### CONSIGNE A
Dans les lignes du jeu de données, recopiez à l'identique la portion allant de la ligne contenant « where the cable » à la ligne contenant « 125, 284, 159]] », bornes comprises.

### EXTRAIT PRÉSENTÉ
- - - -
Quel pays est le plus grand créancier du monde et tire ses revenus des rentes perçues sur les autres ? Quel pays accumule le plus d’actifs à l’étranger et se comporte comme un propriétaire de l’économie mondiale ? Ces deux questions n’ont pas la même réponse.
Pour appréhender les dynamiques des relations financières internationales, il est essentiel d’explorer les « positions extérieures » des pays, c’est-à-dire les créances qu’un pays détient sur le reste du monde, ainsi que celles que le reste du monde détient sur lui. La différence entre ces deux éléments constitue ce que les économistes désignent comme la « position extérieure nette ». Si cette position est positive, cela signifie que le pays dispose de plus d’épargne à l’étranger qu’il n’en reçoit. Dans ce cas, il est considéré comme un créancier. À l’inverse, une position extérieure nette négative indique que le pays vit de l’épargne des autres.
À la fin de l’année 2023, le Japon se positionne comme le premier créancier du monde, avec plus de 3 300 milliards de dollars de créances nettes. Il est suivi de près par l’Allemagne et la Chine. D’autres pays, tels que la Norvège, avec son fonds souverain de 1 500 milliards d’euros d’actifs à l’étranger, la Corée du Sud, l’Arabie Saoudite, ainsi que quelques centres financiers offshore comme Hong Kong, la Suisse et Singapour, font également partie des plus grands rentiers de la planète.
- - - -
### CONSIGNE B
Reproduisez fidèlement le passage de l'extrait sur les positions extérieures, de « À la fin de » à « de la planète. ».

Enregistrements issus d'un jeu de données:
- - - -
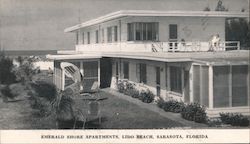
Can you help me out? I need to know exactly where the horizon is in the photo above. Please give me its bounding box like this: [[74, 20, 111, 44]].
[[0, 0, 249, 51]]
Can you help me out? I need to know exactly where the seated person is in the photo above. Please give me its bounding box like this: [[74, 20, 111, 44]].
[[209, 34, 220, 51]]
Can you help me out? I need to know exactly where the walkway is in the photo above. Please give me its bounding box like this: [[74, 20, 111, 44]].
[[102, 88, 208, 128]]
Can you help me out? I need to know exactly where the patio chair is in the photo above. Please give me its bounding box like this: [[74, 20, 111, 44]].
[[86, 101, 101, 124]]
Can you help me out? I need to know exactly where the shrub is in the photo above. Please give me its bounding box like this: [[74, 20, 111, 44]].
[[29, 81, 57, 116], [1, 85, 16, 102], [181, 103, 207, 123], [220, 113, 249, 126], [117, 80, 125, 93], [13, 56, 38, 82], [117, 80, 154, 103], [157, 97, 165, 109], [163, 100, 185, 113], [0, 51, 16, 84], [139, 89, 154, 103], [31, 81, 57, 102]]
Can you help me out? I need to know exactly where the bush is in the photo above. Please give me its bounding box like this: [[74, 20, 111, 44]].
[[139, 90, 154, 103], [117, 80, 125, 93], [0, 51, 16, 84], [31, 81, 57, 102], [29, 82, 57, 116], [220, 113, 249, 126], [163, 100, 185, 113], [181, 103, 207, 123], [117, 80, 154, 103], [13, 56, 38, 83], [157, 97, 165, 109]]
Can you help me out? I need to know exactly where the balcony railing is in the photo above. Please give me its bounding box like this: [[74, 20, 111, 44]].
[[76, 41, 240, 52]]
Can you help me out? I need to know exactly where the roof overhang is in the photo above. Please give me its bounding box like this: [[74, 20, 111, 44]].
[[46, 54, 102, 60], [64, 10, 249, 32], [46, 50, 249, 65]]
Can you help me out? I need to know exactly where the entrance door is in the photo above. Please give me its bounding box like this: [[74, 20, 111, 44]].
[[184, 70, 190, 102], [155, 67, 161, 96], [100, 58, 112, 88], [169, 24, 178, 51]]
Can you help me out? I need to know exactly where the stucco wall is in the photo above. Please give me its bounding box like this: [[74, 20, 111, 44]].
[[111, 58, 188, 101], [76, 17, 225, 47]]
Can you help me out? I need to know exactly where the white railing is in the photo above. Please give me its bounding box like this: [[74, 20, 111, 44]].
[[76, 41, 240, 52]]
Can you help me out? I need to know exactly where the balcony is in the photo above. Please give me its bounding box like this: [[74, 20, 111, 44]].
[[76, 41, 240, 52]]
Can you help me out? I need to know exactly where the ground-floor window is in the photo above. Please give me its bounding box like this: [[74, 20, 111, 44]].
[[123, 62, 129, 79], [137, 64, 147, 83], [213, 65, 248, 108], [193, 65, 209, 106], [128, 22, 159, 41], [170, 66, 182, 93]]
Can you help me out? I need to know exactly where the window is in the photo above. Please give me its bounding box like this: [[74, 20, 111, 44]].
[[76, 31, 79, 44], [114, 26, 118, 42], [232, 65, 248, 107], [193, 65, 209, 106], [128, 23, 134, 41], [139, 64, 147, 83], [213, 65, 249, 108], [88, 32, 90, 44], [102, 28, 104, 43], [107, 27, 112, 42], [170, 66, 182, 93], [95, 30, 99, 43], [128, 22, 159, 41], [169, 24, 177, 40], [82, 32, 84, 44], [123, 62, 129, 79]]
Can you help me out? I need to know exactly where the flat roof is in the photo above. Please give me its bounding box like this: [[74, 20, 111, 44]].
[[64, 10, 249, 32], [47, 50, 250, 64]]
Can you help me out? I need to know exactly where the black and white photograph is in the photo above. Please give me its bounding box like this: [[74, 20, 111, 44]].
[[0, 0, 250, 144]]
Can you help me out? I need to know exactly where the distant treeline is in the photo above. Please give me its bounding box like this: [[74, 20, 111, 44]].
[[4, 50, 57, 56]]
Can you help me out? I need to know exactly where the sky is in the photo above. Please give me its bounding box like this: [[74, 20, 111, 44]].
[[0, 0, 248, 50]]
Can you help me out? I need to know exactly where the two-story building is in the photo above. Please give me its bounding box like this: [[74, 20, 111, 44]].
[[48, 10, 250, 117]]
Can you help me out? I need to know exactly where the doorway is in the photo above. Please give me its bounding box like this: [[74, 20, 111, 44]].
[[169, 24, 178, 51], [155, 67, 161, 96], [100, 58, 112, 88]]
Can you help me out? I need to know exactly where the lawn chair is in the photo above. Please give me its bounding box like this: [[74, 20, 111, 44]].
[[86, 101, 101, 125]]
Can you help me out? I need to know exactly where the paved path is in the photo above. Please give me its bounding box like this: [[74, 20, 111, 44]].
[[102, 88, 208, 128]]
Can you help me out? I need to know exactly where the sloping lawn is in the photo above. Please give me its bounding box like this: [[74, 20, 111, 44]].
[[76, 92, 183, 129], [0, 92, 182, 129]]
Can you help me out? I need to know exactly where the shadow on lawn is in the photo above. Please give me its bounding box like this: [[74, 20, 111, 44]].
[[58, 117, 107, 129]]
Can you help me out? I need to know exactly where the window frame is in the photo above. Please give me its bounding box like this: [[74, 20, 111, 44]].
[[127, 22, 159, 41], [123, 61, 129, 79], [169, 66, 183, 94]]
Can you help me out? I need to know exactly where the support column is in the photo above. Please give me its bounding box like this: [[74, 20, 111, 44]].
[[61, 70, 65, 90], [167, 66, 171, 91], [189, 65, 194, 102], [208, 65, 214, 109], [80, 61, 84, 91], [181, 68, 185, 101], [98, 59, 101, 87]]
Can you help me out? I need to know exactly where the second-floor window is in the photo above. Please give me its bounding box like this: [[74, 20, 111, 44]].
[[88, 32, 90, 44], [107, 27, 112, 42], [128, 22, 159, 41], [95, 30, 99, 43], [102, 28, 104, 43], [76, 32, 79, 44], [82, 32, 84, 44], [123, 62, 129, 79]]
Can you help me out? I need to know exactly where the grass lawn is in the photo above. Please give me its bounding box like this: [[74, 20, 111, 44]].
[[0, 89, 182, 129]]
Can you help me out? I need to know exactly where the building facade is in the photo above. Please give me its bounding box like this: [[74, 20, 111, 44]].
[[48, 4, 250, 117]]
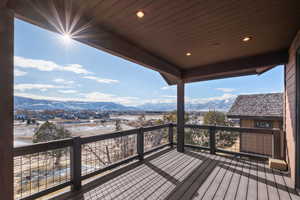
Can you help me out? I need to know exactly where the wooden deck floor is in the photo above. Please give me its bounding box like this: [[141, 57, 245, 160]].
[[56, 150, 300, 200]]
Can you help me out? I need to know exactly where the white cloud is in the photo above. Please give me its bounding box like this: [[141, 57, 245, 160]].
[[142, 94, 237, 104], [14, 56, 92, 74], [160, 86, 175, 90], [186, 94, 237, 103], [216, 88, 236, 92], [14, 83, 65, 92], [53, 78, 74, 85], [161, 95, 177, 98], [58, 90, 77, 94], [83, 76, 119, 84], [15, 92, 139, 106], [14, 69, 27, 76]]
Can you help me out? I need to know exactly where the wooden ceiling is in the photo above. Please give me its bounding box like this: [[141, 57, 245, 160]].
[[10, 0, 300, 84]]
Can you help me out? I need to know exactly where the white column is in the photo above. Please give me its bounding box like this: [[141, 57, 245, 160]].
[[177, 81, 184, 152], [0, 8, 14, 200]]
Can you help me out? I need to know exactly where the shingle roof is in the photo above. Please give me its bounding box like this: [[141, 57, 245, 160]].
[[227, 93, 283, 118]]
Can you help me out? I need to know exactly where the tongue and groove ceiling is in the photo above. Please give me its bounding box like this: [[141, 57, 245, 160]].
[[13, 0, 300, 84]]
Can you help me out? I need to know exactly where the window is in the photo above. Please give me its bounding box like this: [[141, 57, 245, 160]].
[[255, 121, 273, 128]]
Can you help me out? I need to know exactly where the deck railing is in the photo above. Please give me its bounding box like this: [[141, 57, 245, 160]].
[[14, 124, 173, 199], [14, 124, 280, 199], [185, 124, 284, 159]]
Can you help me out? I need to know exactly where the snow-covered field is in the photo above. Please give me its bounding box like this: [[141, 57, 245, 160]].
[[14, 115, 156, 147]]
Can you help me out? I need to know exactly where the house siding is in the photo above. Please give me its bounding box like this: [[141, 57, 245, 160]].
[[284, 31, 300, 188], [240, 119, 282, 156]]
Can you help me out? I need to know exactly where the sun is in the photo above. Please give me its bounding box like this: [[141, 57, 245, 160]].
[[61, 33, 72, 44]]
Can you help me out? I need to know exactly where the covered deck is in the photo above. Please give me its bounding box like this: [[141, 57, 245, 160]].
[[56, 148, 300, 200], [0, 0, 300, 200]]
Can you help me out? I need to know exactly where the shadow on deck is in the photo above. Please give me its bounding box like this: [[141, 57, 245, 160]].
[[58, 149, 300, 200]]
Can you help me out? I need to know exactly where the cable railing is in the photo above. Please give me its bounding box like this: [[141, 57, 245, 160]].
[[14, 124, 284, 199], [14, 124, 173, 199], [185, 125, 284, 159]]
- - - -
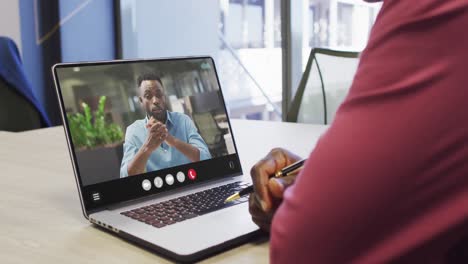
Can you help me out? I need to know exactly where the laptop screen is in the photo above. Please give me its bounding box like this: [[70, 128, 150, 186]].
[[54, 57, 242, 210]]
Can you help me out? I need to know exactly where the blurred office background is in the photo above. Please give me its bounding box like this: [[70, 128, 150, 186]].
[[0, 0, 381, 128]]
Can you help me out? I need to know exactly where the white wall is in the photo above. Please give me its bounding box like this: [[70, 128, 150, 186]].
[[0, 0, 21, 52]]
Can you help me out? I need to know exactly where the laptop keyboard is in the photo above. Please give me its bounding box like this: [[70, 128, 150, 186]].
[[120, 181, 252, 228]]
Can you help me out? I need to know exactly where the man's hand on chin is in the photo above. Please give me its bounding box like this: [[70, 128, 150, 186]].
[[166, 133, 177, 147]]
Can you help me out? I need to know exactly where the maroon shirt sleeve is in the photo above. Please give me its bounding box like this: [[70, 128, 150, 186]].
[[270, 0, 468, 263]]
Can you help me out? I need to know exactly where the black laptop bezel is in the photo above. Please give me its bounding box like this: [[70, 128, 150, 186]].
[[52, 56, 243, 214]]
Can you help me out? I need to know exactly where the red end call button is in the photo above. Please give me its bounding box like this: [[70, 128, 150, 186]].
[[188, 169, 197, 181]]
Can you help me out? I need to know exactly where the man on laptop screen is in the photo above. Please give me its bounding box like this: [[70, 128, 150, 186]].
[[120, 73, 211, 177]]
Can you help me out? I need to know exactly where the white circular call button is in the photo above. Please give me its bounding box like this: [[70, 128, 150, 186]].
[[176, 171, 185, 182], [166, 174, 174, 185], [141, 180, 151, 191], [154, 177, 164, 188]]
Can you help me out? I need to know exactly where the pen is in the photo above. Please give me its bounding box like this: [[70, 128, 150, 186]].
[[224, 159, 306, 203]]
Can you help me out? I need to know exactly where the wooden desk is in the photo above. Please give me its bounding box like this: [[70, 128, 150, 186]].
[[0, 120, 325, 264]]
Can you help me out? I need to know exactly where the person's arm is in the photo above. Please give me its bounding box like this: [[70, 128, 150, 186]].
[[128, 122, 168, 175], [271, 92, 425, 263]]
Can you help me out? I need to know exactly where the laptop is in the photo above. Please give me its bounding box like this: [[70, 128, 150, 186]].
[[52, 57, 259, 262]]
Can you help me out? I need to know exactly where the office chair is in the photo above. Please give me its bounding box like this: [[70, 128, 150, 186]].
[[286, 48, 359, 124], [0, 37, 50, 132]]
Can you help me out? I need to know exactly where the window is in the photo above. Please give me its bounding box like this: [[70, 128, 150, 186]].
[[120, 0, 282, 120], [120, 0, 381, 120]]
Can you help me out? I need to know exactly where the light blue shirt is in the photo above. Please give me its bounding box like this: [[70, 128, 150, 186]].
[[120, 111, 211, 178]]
- - - -
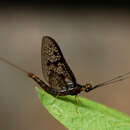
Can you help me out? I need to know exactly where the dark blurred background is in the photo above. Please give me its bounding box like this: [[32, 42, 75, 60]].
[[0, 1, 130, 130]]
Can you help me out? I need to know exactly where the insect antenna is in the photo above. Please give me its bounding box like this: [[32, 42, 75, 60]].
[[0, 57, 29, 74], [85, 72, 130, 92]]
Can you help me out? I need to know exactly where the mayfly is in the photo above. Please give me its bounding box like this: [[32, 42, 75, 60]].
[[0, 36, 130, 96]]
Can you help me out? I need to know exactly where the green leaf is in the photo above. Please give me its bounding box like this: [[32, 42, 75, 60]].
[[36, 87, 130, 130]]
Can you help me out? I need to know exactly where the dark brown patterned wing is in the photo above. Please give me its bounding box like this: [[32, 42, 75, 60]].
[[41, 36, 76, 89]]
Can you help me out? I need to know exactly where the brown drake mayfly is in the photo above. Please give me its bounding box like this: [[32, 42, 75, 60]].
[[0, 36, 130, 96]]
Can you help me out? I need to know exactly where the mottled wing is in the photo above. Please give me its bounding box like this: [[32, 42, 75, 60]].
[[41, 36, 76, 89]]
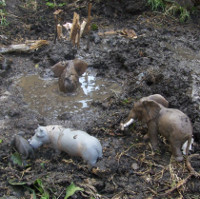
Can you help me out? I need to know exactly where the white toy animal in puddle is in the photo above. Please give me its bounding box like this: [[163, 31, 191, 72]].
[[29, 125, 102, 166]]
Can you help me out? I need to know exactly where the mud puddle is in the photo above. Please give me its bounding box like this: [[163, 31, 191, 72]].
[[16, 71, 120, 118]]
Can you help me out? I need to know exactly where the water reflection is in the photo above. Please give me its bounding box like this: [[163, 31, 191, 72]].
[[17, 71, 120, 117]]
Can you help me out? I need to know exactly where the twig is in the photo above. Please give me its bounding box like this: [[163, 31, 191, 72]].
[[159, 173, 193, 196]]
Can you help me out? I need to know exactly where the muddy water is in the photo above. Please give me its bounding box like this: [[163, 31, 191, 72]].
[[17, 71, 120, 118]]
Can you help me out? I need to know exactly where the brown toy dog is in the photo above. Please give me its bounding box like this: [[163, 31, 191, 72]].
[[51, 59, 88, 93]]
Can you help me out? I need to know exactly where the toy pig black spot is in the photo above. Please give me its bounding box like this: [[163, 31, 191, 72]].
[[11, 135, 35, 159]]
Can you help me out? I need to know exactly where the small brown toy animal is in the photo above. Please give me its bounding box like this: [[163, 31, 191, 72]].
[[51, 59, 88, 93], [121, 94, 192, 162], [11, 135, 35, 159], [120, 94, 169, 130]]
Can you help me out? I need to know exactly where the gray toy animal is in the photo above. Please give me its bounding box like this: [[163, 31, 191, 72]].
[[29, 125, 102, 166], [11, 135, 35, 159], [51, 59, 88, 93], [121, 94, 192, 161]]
- - - -
### RÉPONSE ATTENDUE A
Can you help me out? I need to know exactly where the cable railing is in the photo above. Please give me its bounding box like this: [[141, 57, 245, 160]].
[[14, 124, 284, 199], [14, 124, 173, 199], [185, 125, 284, 159]]

### RÉPONSE ATTENDUE B
À la fin de l’année 2023, le Japon se positionne comme le premier créancier du monde, avec plus de 3 300 milliards de dollars de créances nettes. Il est suivi de près par l’Allemagne et la Chine. D’autres pays, tels que la Norvège, avec son fonds souverain de 1 500 milliards d’euros d’actifs à l’étranger, la Corée du Sud, l’Arabie Saoudite, ainsi que quelques centres financiers offshore comme Hong Kong, la Suisse et Singapour, font également partie des plus grands rentiers de la planète.